**La demande**
Recopiez tous les enregistrements ci-dessous en renommant partout « coverage chart » en « coverage map », sans rien modifier d'autre.

**** Données sources ****

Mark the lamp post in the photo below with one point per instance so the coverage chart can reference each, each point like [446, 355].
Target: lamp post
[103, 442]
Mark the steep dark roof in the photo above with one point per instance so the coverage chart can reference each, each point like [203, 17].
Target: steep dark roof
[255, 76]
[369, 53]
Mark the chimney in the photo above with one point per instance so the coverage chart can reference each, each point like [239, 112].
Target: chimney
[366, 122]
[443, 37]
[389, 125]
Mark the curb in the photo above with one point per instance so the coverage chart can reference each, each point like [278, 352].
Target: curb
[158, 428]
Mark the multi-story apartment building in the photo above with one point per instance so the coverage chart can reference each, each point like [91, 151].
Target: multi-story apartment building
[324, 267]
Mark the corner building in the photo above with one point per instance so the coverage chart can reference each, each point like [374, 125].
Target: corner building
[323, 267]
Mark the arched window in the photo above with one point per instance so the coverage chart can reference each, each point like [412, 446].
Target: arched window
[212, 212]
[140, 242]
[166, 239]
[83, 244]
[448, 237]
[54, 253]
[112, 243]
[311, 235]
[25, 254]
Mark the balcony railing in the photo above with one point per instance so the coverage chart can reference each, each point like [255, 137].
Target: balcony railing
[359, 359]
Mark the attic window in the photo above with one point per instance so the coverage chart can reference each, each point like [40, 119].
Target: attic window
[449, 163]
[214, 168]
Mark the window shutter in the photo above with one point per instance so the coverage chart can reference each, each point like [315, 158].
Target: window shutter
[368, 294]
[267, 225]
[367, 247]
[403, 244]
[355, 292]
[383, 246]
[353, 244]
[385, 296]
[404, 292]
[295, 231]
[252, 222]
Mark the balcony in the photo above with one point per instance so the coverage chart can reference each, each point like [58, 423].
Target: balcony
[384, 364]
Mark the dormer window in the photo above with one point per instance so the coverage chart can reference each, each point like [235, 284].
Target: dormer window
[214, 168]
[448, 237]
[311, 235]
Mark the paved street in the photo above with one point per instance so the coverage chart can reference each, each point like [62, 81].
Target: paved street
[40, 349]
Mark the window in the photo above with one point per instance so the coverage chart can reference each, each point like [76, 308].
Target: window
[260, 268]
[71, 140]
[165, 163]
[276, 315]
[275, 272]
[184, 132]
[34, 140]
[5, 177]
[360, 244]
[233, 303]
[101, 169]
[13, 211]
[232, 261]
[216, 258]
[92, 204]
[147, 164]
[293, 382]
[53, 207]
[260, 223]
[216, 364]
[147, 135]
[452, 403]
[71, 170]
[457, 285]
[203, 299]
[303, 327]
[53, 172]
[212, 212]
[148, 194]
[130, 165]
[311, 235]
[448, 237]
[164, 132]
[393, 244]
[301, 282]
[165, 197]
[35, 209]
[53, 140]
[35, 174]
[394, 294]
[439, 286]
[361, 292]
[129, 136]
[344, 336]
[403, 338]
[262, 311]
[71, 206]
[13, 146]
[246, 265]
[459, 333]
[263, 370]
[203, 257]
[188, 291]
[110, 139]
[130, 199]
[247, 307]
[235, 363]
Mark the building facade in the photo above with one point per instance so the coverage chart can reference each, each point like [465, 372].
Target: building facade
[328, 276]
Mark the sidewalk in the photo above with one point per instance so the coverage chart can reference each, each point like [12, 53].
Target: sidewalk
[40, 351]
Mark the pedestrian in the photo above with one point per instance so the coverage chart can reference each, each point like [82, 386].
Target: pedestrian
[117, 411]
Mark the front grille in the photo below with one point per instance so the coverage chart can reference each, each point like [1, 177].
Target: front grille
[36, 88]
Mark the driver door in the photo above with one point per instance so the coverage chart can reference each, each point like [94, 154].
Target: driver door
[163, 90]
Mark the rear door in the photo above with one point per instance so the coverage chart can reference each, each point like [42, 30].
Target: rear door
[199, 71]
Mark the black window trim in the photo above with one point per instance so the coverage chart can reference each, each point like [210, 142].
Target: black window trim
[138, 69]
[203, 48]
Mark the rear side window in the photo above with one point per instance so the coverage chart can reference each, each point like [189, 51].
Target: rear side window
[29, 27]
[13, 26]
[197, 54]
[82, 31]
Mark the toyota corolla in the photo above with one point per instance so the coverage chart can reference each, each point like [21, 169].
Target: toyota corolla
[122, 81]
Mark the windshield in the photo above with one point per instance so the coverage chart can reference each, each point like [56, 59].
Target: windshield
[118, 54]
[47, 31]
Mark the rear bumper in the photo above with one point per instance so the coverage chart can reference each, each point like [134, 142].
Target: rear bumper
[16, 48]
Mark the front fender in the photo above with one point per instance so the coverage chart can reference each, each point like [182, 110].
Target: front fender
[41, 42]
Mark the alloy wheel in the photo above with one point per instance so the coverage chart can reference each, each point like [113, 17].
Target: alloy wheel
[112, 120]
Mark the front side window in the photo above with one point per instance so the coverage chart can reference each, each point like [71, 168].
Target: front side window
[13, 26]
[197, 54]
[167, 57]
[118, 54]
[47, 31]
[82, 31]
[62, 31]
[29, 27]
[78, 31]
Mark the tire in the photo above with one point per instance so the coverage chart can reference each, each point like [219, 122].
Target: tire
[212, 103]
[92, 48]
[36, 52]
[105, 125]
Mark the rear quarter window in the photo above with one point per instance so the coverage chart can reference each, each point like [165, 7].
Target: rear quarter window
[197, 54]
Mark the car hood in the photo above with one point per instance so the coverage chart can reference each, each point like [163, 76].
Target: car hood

****

**Réponse**
Mark the lamp post in the photo below with one point per instance so the coverage map can reference each, each point like [446, 355].
Target: lamp post
[103, 442]
Mark the steep dark roof in the photo above with one point per instance so the coverage map can reference each, each point like [203, 17].
Target: steep dark roof
[255, 76]
[369, 53]
Mark the chimney in the photo above with one point per instance so the coverage map can reference each, each point like [239, 112].
Target: chimney
[366, 122]
[443, 37]
[389, 125]
Mark the curb in the photo above with one point per instance so the coverage map can reference each, each point like [278, 352].
Target: curb
[158, 428]
Mark the multi-story apartment building in the photo above with one point per instance so the coverage map can reference each, each point like [91, 151].
Target: multi-story apartment building
[324, 267]
Mark the corner building in the photo above with one point per instance so the coverage map can reference each, each point like [374, 125].
Target: corner building
[323, 267]
Mark the arched window in the photo above with one point per instance so the coverage map can reference each, each point like [412, 446].
Target: arched window
[212, 212]
[140, 242]
[166, 239]
[83, 244]
[448, 237]
[54, 253]
[112, 243]
[311, 235]
[25, 254]
Mark the balcony railing in the photo above with one point per instance so the coverage map can reference each, each point like [255, 137].
Target: balcony railing
[359, 359]
Mark the attic window in the photo above with one point per instance so the coverage map can reference each, each point like [40, 119].
Target: attic window
[449, 163]
[214, 168]
Mark the window shutter in the photo above with one point per instance so the coverage map can reference each, each point like [315, 158].
Target: window shutter
[368, 294]
[267, 225]
[367, 247]
[403, 244]
[355, 292]
[383, 246]
[353, 244]
[385, 296]
[404, 292]
[295, 231]
[252, 222]
Mark the balcony in the photo above with one point per instance so the coverage map can reference each, each point like [58, 423].
Target: balcony
[384, 364]
Mark the dormer window in the photo above with one point per instance so the coverage map can reference each, each point like [235, 284].
Target: dormer window
[214, 168]
[448, 237]
[311, 235]
Mark the paved street in the photo above with one point per instance so the coverage map can reference each, each point like [62, 81].
Target: paved street
[40, 349]
Mark the window in the photo above with one point per instance so the coverage map can reference each, each point like [76, 308].
Target: window
[260, 268]
[71, 140]
[165, 163]
[276, 315]
[275, 272]
[184, 132]
[34, 140]
[5, 177]
[360, 244]
[233, 303]
[101, 169]
[13, 211]
[232, 261]
[216, 258]
[92, 204]
[147, 164]
[293, 382]
[53, 207]
[260, 223]
[216, 364]
[147, 135]
[452, 403]
[71, 170]
[457, 285]
[203, 299]
[303, 327]
[53, 172]
[212, 212]
[148, 194]
[130, 165]
[311, 235]
[448, 237]
[164, 132]
[393, 244]
[301, 282]
[165, 197]
[35, 209]
[53, 140]
[35, 174]
[394, 294]
[439, 286]
[361, 292]
[129, 136]
[344, 336]
[403, 338]
[262, 311]
[71, 206]
[13, 146]
[246, 265]
[459, 333]
[263, 370]
[203, 257]
[188, 291]
[110, 139]
[130, 199]
[247, 307]
[235, 363]
Mark the building facade in the photo above with one point per instance so the coverage map can reference each, each point like [465, 372].
Target: building facade
[328, 276]
Mark the sidewalk in the photo above with one point per instance so the coverage map can reference each, each point like [12, 53].
Target: sidewalk
[40, 351]
Mark the pedestrian in the photo above with one point per instance so the coverage map can reference each, each point like [82, 386].
Target: pedestrian
[117, 411]
Mark the front grille in the photo below with one point per instance so the coverage map can reference each, each point like [1, 177].
Target: front grille
[36, 88]
Mark the driver door in the photo above with one point per instance so the coverage map can reference each, each point like [94, 154].
Target: driver door
[163, 90]
Mark the rear door in the photo above with one point per instance so the coverage map can reference each, each point like [42, 30].
Target: rear door
[199, 71]
Mark the black window trim in the photo above with one point per instance so the coverage map can reference each, each point like [210, 142].
Target: black window trim
[138, 69]
[203, 48]
Mark the rear side window in the photo above with one point per instance so the coverage map can reference each, each point like [189, 51].
Target: rear side window
[29, 27]
[13, 26]
[197, 54]
[82, 31]
Mark the toyota corolla in the photo above with one point per instance so the coverage map can reference each, each point like [21, 169].
Target: toyota corolla
[122, 81]
Mark the windshield in the photo above with one point per instance so the coverage map can reference each, each point like [56, 59].
Target: windshield
[118, 54]
[47, 31]
Mark the rear bumper in the photo above with one point per instance so the coverage map can reference each, each point like [134, 142].
Target: rear bumper
[16, 48]
Mark the front fender in the photo above with one point per instance so the coverage map can reference each, each point like [182, 110].
Target: front fender
[41, 42]
Mark the alloy wheel in the photo above with one point per instance so the coverage map can reference each, each point like [113, 17].
Target: alloy wheel
[112, 120]
Mark the front side window in the photo above with one point per instance so the coverage map can reference each, each point like [71, 168].
Target: front side window
[13, 26]
[197, 54]
[167, 57]
[118, 54]
[47, 31]
[82, 31]
[62, 31]
[29, 27]
[78, 31]
Mark the tire in the photo above with one point per instance so the coverage map can reference each, each point like [219, 122].
Target: tire
[212, 103]
[92, 48]
[36, 52]
[105, 125]
Mark the rear quarter window in the photo above with one point per instance so the coverage map can reference each, each point like [165, 7].
Target: rear quarter window
[197, 54]
Mark the car hood in the photo above with one point per instance so the coverage map can reference each, each point like [163, 76].
Target: car hood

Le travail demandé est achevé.